(Stored items)

-------

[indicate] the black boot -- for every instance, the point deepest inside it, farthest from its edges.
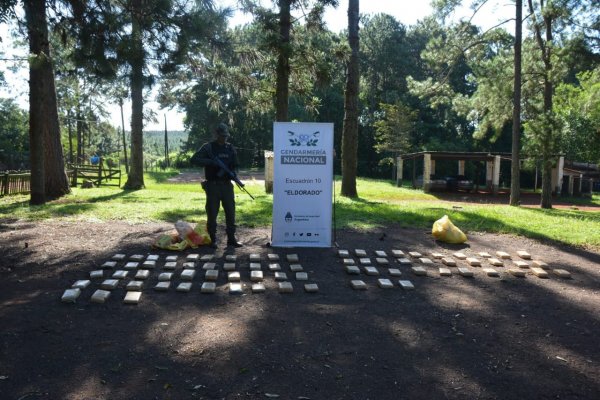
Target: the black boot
(232, 241)
(213, 242)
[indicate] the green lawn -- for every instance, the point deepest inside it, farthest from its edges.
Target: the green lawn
(380, 204)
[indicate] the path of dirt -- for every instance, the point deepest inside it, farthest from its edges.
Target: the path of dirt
(456, 338)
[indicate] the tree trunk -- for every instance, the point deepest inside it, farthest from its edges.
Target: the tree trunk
(546, 201)
(283, 62)
(135, 179)
(515, 175)
(57, 182)
(350, 128)
(35, 12)
(79, 126)
(70, 128)
(123, 134)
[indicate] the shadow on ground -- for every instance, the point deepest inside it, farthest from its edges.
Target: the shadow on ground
(497, 338)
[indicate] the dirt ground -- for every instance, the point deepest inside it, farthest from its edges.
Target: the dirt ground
(452, 337)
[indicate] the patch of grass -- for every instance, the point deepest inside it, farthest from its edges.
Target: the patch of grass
(380, 204)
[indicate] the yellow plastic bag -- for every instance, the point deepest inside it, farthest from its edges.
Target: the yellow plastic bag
(183, 237)
(444, 230)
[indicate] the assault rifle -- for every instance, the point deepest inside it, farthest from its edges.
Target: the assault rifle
(231, 175)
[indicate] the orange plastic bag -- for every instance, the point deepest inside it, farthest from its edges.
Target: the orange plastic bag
(185, 236)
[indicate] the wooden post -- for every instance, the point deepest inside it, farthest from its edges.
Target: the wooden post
(269, 169)
(426, 172)
(461, 167)
(399, 170)
(489, 172)
(5, 184)
(496, 177)
(74, 182)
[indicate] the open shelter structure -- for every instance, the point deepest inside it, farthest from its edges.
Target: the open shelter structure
(492, 168)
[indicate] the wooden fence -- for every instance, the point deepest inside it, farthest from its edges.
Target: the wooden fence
(97, 174)
(15, 183)
(19, 182)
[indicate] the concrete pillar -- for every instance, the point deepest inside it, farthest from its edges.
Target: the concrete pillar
(461, 167)
(426, 172)
(496, 178)
(399, 168)
(557, 175)
(489, 174)
(269, 167)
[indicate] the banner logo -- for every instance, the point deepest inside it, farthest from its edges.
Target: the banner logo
(304, 139)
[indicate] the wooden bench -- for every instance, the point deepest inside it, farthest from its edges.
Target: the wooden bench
(97, 174)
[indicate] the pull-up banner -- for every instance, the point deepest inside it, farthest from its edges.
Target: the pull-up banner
(302, 184)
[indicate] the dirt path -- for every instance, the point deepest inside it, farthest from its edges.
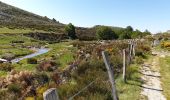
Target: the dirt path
(152, 85)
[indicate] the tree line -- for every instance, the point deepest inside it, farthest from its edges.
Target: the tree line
(109, 33)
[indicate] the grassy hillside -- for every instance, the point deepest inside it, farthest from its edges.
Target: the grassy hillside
(17, 18)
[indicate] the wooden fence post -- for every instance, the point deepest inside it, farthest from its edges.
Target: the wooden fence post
(124, 65)
(51, 94)
(134, 50)
(111, 74)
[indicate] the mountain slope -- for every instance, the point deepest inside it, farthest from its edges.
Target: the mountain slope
(17, 18)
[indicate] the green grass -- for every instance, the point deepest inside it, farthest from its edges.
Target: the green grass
(7, 30)
(130, 90)
(165, 73)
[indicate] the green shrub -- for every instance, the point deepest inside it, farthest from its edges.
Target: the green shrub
(15, 88)
(32, 61)
(6, 67)
(139, 60)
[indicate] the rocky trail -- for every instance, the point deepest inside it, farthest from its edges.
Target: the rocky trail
(150, 75)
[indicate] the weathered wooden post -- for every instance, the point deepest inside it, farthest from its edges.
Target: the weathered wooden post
(134, 50)
(51, 94)
(111, 74)
(124, 65)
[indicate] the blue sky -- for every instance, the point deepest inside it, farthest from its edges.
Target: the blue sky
(153, 15)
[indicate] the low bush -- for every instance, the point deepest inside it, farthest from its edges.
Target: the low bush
(47, 66)
(41, 78)
(139, 60)
(6, 67)
(32, 61)
(15, 88)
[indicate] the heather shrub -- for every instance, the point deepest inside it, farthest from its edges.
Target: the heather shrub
(32, 61)
(15, 88)
(6, 67)
(47, 66)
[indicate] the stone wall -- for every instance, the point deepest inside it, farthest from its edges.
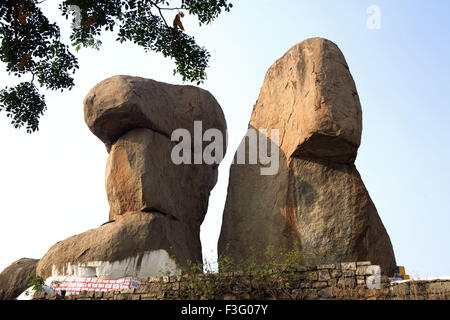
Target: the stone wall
(359, 280)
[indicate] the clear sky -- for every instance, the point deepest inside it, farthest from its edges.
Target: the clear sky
(52, 182)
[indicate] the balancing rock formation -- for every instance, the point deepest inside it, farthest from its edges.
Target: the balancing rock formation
(317, 200)
(156, 207)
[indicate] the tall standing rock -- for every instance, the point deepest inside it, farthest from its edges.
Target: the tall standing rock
(156, 206)
(317, 200)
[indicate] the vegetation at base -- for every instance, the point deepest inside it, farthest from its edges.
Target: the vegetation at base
(266, 271)
(31, 46)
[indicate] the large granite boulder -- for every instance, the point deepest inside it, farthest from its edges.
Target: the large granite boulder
(156, 205)
(317, 200)
(15, 278)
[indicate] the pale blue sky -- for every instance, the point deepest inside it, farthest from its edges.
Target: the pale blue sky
(52, 182)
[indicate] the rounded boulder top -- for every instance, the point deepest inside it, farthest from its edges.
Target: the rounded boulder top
(122, 103)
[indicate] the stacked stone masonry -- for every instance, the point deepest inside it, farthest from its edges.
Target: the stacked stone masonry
(355, 281)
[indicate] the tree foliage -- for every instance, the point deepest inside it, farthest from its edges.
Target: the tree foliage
(31, 45)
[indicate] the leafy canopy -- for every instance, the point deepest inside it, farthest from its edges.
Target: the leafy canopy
(30, 44)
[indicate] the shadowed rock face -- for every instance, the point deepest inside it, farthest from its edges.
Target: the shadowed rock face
(15, 278)
(156, 207)
(317, 200)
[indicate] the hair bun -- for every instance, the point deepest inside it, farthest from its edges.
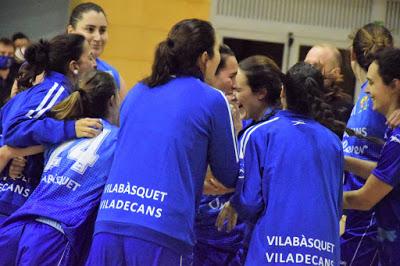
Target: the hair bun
(37, 54)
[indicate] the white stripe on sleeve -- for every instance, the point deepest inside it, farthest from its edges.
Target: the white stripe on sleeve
(43, 102)
(52, 102)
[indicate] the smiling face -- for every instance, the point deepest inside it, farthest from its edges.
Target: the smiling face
(384, 97)
(211, 64)
(251, 104)
(92, 25)
(225, 80)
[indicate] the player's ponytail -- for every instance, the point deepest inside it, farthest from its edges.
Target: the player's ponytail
(304, 85)
(368, 40)
(178, 54)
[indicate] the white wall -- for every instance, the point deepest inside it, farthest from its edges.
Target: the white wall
(35, 18)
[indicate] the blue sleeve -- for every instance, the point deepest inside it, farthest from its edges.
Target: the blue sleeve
(247, 199)
(388, 168)
(30, 126)
(222, 150)
(340, 199)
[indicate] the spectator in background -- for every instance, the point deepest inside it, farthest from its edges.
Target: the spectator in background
(7, 75)
(329, 60)
(21, 42)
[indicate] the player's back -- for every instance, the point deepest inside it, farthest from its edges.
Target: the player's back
(301, 171)
(72, 182)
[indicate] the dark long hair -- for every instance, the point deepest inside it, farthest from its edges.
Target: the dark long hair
(304, 89)
(53, 55)
(90, 100)
(368, 41)
(177, 55)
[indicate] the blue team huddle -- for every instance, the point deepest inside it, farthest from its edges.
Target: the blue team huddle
(206, 161)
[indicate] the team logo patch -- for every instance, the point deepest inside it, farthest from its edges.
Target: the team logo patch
(395, 138)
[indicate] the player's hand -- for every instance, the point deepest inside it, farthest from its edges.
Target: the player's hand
(88, 127)
(394, 119)
(16, 167)
(213, 187)
(227, 218)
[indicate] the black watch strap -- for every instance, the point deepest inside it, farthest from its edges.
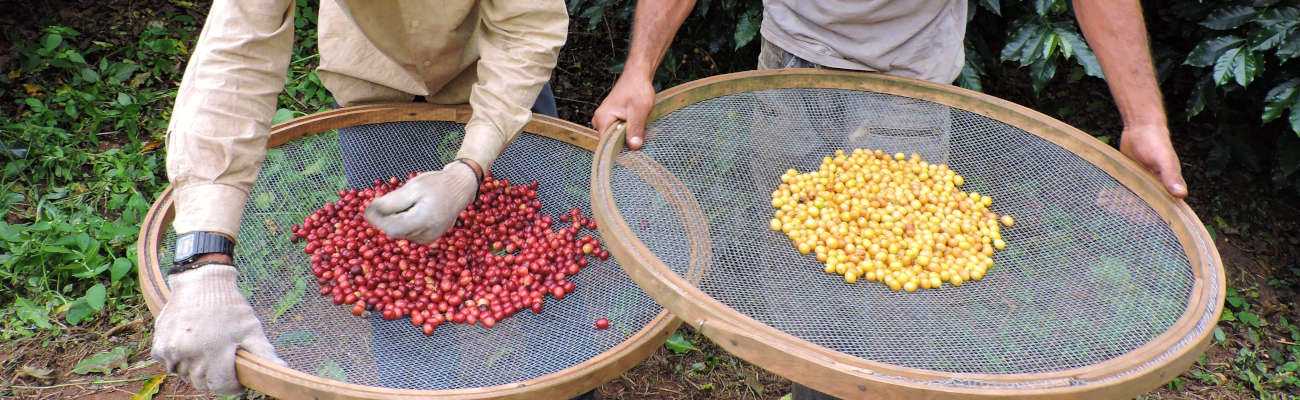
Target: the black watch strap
(190, 246)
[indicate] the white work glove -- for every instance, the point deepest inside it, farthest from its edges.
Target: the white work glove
(427, 205)
(202, 326)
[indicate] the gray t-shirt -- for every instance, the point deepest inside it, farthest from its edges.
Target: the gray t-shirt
(915, 39)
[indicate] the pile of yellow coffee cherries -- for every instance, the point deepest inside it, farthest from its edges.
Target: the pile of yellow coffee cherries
(898, 221)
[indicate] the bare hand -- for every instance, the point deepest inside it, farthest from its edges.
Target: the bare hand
(631, 101)
(1152, 148)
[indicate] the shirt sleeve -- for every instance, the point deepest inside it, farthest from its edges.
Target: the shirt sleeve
(217, 134)
(518, 42)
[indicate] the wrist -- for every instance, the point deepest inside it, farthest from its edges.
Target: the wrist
(637, 72)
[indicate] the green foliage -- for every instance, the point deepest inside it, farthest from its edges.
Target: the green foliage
(103, 362)
(1039, 39)
(78, 144)
(700, 50)
(81, 160)
(1266, 352)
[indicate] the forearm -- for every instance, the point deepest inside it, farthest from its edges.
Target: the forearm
(1118, 37)
(519, 44)
(653, 29)
(217, 134)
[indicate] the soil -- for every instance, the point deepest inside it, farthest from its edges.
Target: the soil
(1257, 233)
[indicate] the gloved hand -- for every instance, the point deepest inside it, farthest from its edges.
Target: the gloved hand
(427, 205)
(202, 326)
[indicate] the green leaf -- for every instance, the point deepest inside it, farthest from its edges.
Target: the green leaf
(1019, 39)
(96, 296)
(1201, 96)
(1082, 52)
(282, 114)
(1205, 52)
(89, 75)
(1295, 121)
(1249, 318)
(150, 388)
(1290, 366)
(1032, 51)
(679, 344)
(92, 273)
(970, 78)
(103, 362)
(746, 27)
(1049, 44)
(1223, 66)
(34, 104)
(1278, 99)
(31, 313)
(1278, 18)
(330, 369)
(8, 233)
(1290, 48)
(290, 299)
(118, 270)
(1247, 66)
(264, 200)
(1041, 73)
(1229, 17)
(1043, 7)
(78, 311)
(993, 5)
(51, 42)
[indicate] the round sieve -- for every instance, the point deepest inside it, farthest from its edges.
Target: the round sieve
(1108, 287)
(334, 355)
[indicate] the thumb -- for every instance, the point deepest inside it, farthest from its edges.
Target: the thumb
(393, 203)
(1174, 183)
(636, 129)
(259, 346)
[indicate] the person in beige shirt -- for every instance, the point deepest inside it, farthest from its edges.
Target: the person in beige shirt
(494, 55)
(913, 39)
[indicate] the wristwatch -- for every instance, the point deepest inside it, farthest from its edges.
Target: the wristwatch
(190, 246)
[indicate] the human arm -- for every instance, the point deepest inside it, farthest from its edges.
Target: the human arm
(632, 96)
(1118, 37)
(519, 43)
(216, 140)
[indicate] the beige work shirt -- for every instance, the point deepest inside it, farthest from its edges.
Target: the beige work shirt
(917, 39)
(494, 55)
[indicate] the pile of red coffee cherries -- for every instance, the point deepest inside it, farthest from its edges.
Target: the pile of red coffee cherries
(501, 257)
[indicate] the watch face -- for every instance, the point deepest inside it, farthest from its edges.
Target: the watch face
(185, 247)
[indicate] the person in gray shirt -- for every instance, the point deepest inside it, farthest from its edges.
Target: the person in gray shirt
(913, 39)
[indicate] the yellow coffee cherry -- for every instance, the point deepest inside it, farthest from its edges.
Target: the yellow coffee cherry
(889, 218)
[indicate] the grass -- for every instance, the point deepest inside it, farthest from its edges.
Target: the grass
(82, 125)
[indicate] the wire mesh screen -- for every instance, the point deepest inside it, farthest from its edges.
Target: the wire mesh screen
(319, 338)
(1090, 272)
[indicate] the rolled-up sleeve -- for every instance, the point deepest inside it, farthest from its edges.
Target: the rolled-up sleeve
(217, 134)
(519, 42)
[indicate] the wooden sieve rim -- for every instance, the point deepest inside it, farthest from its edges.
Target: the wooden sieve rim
(1127, 375)
(287, 383)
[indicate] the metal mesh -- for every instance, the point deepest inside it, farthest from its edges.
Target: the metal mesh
(319, 338)
(1079, 283)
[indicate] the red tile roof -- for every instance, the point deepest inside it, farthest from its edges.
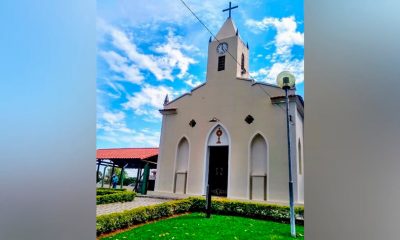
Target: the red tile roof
(126, 153)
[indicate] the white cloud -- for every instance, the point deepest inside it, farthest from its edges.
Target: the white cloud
(286, 37)
(174, 57)
(112, 128)
(269, 74)
(148, 101)
(193, 83)
(112, 122)
(171, 55)
(119, 64)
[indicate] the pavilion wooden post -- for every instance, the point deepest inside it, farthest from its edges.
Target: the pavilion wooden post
(102, 179)
(98, 171)
(146, 172)
(121, 175)
(112, 173)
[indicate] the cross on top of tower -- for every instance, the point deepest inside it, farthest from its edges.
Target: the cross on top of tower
(230, 9)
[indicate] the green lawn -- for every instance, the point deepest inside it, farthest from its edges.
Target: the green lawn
(196, 226)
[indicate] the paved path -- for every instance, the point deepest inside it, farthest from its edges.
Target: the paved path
(119, 207)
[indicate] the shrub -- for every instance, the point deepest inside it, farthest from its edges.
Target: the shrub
(120, 196)
(115, 221)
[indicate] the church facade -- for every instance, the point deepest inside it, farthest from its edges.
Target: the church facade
(230, 132)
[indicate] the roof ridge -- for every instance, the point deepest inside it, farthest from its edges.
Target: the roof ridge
(128, 148)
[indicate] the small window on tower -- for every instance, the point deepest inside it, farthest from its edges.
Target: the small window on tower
(221, 63)
(242, 63)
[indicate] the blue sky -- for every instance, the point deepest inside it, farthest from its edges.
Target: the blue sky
(147, 49)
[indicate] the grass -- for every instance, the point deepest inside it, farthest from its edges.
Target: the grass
(196, 226)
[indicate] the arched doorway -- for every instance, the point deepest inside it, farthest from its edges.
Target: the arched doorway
(217, 161)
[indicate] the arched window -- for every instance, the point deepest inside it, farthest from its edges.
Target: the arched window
(182, 156)
(258, 156)
(300, 158)
(242, 62)
(258, 168)
(182, 160)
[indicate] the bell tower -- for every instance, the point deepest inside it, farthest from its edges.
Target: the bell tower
(228, 55)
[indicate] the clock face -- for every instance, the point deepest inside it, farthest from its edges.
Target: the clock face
(222, 48)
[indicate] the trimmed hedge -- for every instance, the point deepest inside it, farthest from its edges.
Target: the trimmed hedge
(247, 209)
(120, 196)
(115, 221)
(105, 191)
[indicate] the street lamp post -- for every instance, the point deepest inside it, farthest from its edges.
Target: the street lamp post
(287, 81)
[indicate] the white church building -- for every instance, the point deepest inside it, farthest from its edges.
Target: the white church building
(230, 132)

-------

**Challenge**: Repeat exactly the lines from the line containing "[indicate] the clock" through the end of the listing above; both boundary lines are part of the output.

**Completed exercise**:
[indicate] the clock face -- for every instance, the point deepest inside it, farthest from its edges.
Target: the clock face
(222, 48)
[indicate] the trimmed hedge -- for every instance, the point deepest inside it, farthest from its edges.
Target: the trimmed hedge
(247, 209)
(120, 196)
(115, 221)
(105, 191)
[indicate] the street lamp post -- for every instance, the point deepest inside it, farthest from its edges.
Target: the street lamp post
(287, 81)
[indicate] the white church building -- for every instance, the point deepest inside it, farthest from its edges.
Target: the white church building
(230, 132)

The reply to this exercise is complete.